Data to use:
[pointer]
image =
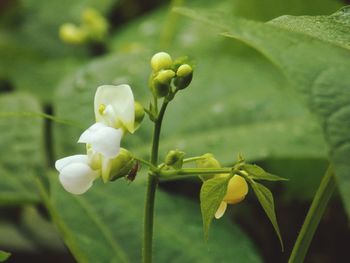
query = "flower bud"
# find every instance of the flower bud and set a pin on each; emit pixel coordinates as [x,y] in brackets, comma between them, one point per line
[96,25]
[161,60]
[237,189]
[72,34]
[161,82]
[120,166]
[174,159]
[184,76]
[139,114]
[208,161]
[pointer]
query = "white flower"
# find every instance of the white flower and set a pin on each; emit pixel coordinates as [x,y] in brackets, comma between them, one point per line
[114,106]
[115,114]
[103,139]
[76,173]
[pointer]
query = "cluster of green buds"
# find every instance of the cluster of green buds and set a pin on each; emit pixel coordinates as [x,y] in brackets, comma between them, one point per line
[167,72]
[93,28]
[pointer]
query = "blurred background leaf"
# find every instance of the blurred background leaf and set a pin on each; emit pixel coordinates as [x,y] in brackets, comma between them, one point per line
[239,103]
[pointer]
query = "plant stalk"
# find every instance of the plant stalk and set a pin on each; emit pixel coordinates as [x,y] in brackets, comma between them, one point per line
[313,217]
[151,189]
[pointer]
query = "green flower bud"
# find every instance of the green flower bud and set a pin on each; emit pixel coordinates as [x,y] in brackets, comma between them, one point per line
[72,34]
[120,166]
[184,71]
[161,60]
[208,161]
[95,24]
[174,159]
[139,114]
[161,83]
[184,76]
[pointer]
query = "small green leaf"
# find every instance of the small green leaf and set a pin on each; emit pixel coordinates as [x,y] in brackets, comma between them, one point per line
[212,193]
[4,256]
[265,198]
[257,173]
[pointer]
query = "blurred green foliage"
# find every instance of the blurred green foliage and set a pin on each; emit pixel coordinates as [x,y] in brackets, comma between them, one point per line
[240,101]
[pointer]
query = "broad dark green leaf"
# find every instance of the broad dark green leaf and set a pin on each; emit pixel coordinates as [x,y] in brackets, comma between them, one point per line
[316,69]
[211,195]
[105,225]
[268,9]
[21,144]
[258,173]
[4,256]
[265,198]
[231,116]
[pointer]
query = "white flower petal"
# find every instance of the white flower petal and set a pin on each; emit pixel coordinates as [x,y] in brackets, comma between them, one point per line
[106,166]
[121,99]
[78,158]
[221,210]
[104,140]
[86,136]
[77,178]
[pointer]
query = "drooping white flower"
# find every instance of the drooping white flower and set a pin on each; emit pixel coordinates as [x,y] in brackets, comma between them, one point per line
[76,173]
[114,107]
[115,114]
[103,139]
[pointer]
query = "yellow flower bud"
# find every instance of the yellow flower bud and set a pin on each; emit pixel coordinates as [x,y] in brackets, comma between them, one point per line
[161,60]
[237,189]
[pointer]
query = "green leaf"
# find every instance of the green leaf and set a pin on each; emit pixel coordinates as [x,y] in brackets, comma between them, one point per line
[212,193]
[315,67]
[105,225]
[265,198]
[268,9]
[21,150]
[257,173]
[226,125]
[4,256]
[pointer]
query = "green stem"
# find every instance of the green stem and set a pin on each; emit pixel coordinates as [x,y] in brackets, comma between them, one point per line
[193,159]
[145,162]
[313,217]
[151,190]
[194,171]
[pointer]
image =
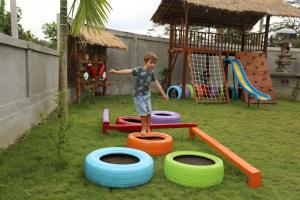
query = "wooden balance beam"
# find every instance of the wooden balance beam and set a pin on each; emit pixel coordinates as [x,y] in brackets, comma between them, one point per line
[254,175]
[137,127]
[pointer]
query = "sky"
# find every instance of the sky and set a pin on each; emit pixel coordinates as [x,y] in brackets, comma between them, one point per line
[130,15]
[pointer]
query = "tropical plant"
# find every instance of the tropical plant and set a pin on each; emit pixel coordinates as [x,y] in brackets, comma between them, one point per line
[92,13]
[50,30]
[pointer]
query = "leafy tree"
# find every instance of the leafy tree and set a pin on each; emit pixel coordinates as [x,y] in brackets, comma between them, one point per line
[50,30]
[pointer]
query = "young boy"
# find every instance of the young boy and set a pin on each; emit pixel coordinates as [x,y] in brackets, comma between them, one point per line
[143,76]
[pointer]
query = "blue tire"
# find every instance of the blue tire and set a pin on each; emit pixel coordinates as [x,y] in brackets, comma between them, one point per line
[118,175]
[174,87]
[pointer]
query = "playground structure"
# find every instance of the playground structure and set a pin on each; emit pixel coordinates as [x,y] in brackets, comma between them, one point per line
[254,175]
[203,52]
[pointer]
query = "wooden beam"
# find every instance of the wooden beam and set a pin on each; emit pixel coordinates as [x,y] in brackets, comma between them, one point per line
[254,175]
[267,34]
[185,45]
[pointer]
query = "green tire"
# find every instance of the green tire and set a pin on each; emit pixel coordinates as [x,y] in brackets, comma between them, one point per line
[191,90]
[201,176]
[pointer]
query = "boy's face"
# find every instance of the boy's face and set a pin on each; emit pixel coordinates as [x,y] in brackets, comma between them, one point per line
[150,64]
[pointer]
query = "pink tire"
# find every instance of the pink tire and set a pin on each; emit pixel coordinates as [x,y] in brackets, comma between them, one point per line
[165,117]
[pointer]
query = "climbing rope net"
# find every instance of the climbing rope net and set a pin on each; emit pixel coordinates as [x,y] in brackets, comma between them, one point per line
[208,79]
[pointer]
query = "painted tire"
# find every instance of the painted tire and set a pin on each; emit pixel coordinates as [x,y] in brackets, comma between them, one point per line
[164,117]
[118,175]
[152,147]
[174,87]
[187,91]
[191,90]
[202,176]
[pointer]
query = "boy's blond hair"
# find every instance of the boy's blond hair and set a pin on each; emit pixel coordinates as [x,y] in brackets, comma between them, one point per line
[150,56]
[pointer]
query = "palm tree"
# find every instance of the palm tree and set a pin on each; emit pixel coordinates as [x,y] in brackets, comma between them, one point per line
[90,12]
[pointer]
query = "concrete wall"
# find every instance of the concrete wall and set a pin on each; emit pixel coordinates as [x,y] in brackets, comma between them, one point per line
[28,84]
[284,83]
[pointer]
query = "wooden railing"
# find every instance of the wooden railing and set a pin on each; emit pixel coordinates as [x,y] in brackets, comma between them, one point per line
[217,41]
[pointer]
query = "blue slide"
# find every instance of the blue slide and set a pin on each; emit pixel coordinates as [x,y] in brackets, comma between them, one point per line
[241,76]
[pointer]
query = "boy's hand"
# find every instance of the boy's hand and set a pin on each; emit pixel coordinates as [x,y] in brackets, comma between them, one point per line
[112,71]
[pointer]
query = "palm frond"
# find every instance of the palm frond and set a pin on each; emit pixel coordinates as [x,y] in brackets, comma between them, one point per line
[93,13]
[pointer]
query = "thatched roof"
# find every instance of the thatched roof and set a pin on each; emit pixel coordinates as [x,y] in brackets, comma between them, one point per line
[101,37]
[223,13]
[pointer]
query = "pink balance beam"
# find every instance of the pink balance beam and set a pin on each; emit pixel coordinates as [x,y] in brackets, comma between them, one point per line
[133,127]
[254,175]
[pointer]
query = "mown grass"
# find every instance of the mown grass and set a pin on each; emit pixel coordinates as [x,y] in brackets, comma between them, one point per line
[267,137]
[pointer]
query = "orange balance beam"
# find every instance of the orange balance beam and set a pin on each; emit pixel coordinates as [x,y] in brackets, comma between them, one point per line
[254,175]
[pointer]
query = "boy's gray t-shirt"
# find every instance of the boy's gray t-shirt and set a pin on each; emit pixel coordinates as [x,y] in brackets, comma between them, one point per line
[142,79]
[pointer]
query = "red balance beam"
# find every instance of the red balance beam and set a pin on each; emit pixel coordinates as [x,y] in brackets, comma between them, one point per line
[137,127]
[254,175]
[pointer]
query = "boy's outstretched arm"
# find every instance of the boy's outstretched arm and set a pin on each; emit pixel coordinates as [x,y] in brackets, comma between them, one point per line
[161,90]
[123,71]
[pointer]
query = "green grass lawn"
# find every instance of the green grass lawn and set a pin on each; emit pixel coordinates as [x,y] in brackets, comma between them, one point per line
[267,137]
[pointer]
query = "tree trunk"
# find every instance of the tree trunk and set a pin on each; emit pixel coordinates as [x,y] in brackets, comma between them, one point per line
[63,82]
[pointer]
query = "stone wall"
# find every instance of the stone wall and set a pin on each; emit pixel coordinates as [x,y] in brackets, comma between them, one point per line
[28,84]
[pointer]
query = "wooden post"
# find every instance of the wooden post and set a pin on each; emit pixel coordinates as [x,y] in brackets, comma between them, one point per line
[185,46]
[13,19]
[171,40]
[243,38]
[266,35]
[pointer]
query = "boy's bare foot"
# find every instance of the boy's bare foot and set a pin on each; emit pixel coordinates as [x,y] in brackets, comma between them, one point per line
[143,132]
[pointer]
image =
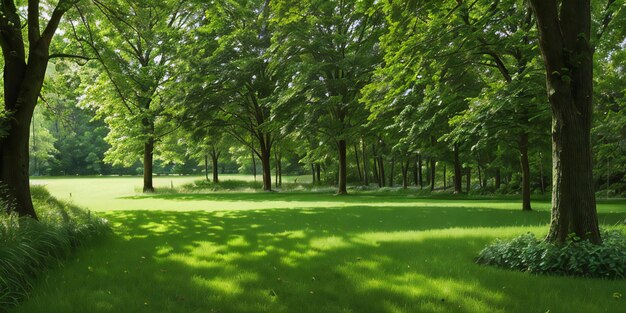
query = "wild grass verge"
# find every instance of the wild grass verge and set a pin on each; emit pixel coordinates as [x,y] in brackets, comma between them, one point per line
[29,247]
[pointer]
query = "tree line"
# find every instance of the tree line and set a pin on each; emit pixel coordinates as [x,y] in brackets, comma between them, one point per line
[479,91]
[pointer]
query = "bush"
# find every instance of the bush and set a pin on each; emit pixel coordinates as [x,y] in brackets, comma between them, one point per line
[575,257]
[29,247]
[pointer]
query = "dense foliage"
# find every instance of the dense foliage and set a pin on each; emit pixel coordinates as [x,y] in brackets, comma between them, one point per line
[29,247]
[574,258]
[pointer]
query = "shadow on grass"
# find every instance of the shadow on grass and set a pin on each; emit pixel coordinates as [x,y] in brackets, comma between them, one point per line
[353,259]
[307,196]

Aim:
Count the lines in the listing that contain the string "face", matching case exactly, and reply with only the number.

Result of this exercise:
2